#### BRIEF:
What you output must match the entries exactly, apart from the pictures, which are left out.

━━ THE DATA

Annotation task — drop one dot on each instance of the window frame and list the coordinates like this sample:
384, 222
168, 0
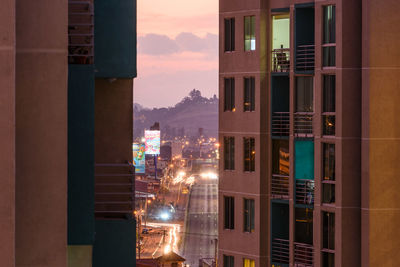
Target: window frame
229, 102
252, 34
248, 215
249, 154
327, 45
249, 94
231, 40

━━━━

#### EXERCISE SOLUTION:
Annotation task — drop one dot on each instance of the window frame and list the coordinates like this sample:
384, 222
168, 0
Target: window frame
229, 102
252, 34
248, 215
249, 154
327, 45
249, 94
231, 40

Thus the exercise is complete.